— Stated problem —
Reproduce every line of the listing below, requests included, starting with the line that contains "pink lanyard | locate" and going on through the line that contains "top-left (200, 132), bottom-right (236, 207)". Multiply each coordinate in the answer boxes by 1.4 and round to whole numbers with halves rounded up, leaving the numbers in the requests and their format samples unchanged.

[Region labeling records]

———

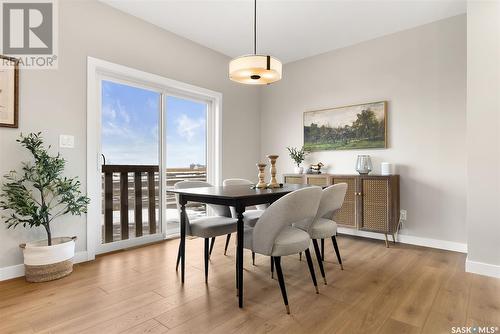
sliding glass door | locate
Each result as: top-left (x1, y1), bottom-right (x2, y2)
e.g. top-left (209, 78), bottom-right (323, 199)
top-left (101, 80), bottom-right (162, 245)
top-left (165, 96), bottom-right (208, 235)
top-left (100, 78), bottom-right (209, 252)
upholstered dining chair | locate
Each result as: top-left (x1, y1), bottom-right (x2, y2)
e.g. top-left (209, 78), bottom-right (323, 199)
top-left (174, 181), bottom-right (237, 282)
top-left (222, 179), bottom-right (269, 264)
top-left (294, 183), bottom-right (347, 284)
top-left (243, 187), bottom-right (321, 314)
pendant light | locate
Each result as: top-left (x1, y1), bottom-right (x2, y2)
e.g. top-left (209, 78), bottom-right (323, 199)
top-left (229, 0), bottom-right (282, 85)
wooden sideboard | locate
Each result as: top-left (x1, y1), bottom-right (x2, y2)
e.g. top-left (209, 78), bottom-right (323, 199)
top-left (283, 174), bottom-right (399, 246)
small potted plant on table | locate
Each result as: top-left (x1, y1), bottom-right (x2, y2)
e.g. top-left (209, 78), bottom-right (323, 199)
top-left (0, 133), bottom-right (89, 282)
top-left (287, 147), bottom-right (307, 174)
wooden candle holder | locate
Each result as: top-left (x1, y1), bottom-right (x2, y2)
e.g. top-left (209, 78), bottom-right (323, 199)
top-left (267, 155), bottom-right (280, 188)
top-left (255, 162), bottom-right (267, 189)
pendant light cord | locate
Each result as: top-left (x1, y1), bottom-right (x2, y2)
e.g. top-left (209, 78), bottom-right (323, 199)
top-left (253, 0), bottom-right (257, 55)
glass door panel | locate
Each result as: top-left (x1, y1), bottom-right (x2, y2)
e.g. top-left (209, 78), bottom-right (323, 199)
top-left (101, 80), bottom-right (162, 243)
top-left (164, 95), bottom-right (208, 234)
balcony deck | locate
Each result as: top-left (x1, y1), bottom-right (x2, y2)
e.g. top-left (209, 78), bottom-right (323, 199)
top-left (101, 165), bottom-right (206, 242)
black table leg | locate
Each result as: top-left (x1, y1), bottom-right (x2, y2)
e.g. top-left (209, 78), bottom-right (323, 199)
top-left (236, 205), bottom-right (245, 308)
top-left (179, 196), bottom-right (186, 283)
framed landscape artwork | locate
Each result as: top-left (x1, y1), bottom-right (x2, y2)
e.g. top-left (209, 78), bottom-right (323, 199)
top-left (0, 56), bottom-right (19, 128)
top-left (304, 101), bottom-right (387, 151)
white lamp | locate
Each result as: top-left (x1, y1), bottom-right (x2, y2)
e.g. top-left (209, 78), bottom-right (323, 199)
top-left (229, 0), bottom-right (282, 85)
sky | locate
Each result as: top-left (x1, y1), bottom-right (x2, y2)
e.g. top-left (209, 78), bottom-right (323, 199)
top-left (101, 81), bottom-right (207, 168)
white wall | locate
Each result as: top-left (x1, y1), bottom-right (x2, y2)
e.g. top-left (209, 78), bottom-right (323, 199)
top-left (467, 1), bottom-right (500, 277)
top-left (0, 0), bottom-right (260, 268)
top-left (261, 15), bottom-right (467, 248)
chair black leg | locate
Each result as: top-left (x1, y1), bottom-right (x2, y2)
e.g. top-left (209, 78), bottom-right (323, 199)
top-left (313, 239), bottom-right (326, 285)
top-left (271, 256), bottom-right (274, 278)
top-left (332, 236), bottom-right (344, 270)
top-left (321, 239), bottom-right (325, 261)
top-left (208, 237), bottom-right (215, 259)
top-left (205, 238), bottom-right (210, 283)
top-left (175, 242), bottom-right (181, 271)
top-left (224, 234), bottom-right (231, 255)
top-left (304, 249), bottom-right (319, 293)
top-left (271, 256), bottom-right (290, 314)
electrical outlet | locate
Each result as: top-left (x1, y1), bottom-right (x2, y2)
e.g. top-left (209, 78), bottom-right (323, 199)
top-left (399, 210), bottom-right (407, 221)
top-left (59, 135), bottom-right (75, 148)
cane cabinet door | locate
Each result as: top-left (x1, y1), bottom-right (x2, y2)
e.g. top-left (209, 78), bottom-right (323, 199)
top-left (333, 176), bottom-right (356, 227)
top-left (359, 177), bottom-right (390, 233)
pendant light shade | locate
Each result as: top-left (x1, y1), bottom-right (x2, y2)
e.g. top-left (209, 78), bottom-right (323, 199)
top-left (229, 55), bottom-right (281, 85)
top-left (229, 0), bottom-right (282, 85)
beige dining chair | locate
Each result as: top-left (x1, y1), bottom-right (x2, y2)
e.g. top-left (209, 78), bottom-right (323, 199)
top-left (295, 183), bottom-right (347, 284)
top-left (222, 178), bottom-right (269, 264)
top-left (243, 187), bottom-right (321, 314)
top-left (174, 181), bottom-right (237, 282)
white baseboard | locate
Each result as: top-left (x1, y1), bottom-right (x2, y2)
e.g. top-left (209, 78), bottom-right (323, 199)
top-left (338, 227), bottom-right (467, 253)
top-left (0, 251), bottom-right (88, 281)
top-left (465, 256), bottom-right (500, 278)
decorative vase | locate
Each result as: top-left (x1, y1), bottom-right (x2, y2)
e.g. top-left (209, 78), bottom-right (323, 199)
top-left (293, 166), bottom-right (304, 174)
top-left (356, 155), bottom-right (373, 175)
top-left (255, 162), bottom-right (267, 189)
top-left (19, 237), bottom-right (76, 282)
top-left (267, 155), bottom-right (280, 188)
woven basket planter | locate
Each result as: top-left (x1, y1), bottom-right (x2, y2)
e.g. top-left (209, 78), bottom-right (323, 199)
top-left (19, 237), bottom-right (76, 282)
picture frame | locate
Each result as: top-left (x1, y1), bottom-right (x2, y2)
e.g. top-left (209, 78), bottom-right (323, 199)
top-left (0, 55), bottom-right (19, 128)
top-left (303, 101), bottom-right (387, 152)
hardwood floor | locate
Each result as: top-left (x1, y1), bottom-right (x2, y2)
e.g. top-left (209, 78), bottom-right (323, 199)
top-left (0, 236), bottom-right (500, 334)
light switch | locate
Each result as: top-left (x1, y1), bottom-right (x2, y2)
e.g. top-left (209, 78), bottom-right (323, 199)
top-left (59, 135), bottom-right (75, 148)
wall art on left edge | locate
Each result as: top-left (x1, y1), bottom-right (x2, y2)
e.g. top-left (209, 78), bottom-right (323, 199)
top-left (0, 55), bottom-right (19, 128)
top-left (304, 101), bottom-right (387, 151)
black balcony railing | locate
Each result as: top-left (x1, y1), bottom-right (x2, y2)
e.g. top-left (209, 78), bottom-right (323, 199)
top-left (102, 165), bottom-right (206, 243)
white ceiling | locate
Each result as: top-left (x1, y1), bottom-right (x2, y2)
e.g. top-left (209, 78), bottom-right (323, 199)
top-left (101, 0), bottom-right (466, 63)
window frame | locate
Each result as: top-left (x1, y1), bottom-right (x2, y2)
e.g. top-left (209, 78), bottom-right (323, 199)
top-left (86, 57), bottom-right (222, 260)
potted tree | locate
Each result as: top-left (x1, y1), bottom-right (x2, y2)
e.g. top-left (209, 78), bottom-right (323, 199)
top-left (0, 133), bottom-right (89, 282)
top-left (286, 147), bottom-right (307, 174)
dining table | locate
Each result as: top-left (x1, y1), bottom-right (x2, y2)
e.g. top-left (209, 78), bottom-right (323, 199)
top-left (167, 184), bottom-right (311, 308)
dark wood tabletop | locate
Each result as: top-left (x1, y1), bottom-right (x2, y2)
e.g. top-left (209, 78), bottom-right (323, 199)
top-left (167, 184), bottom-right (311, 199)
top-left (167, 184), bottom-right (313, 307)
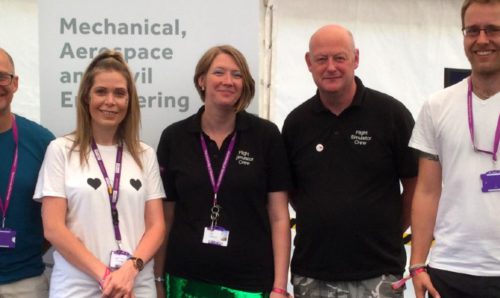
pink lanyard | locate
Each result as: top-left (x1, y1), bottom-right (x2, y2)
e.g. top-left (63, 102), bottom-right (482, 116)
top-left (91, 139), bottom-right (123, 244)
top-left (467, 77), bottom-right (500, 161)
top-left (0, 115), bottom-right (19, 229)
top-left (200, 132), bottom-right (236, 207)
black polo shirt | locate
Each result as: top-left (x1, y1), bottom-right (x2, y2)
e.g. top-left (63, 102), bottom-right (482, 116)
top-left (283, 78), bottom-right (417, 281)
top-left (158, 108), bottom-right (292, 291)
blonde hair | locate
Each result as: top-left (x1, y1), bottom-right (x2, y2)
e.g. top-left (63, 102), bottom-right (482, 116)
top-left (193, 45), bottom-right (255, 112)
top-left (70, 50), bottom-right (142, 169)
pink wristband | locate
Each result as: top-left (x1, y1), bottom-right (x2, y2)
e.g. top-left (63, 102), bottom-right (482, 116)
top-left (271, 288), bottom-right (290, 297)
top-left (391, 265), bottom-right (427, 290)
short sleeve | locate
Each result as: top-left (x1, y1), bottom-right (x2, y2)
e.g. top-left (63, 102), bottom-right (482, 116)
top-left (410, 101), bottom-right (438, 155)
top-left (33, 138), bottom-right (66, 201)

———

— The result —
pink lanyard | locate
Each result as: top-left (x1, y1), bottom-right (x2, y2)
e.g. top-left (63, 102), bottom-right (482, 116)
top-left (127, 195), bottom-right (172, 342)
top-left (654, 108), bottom-right (700, 225)
top-left (0, 161), bottom-right (27, 321)
top-left (280, 185), bottom-right (330, 290)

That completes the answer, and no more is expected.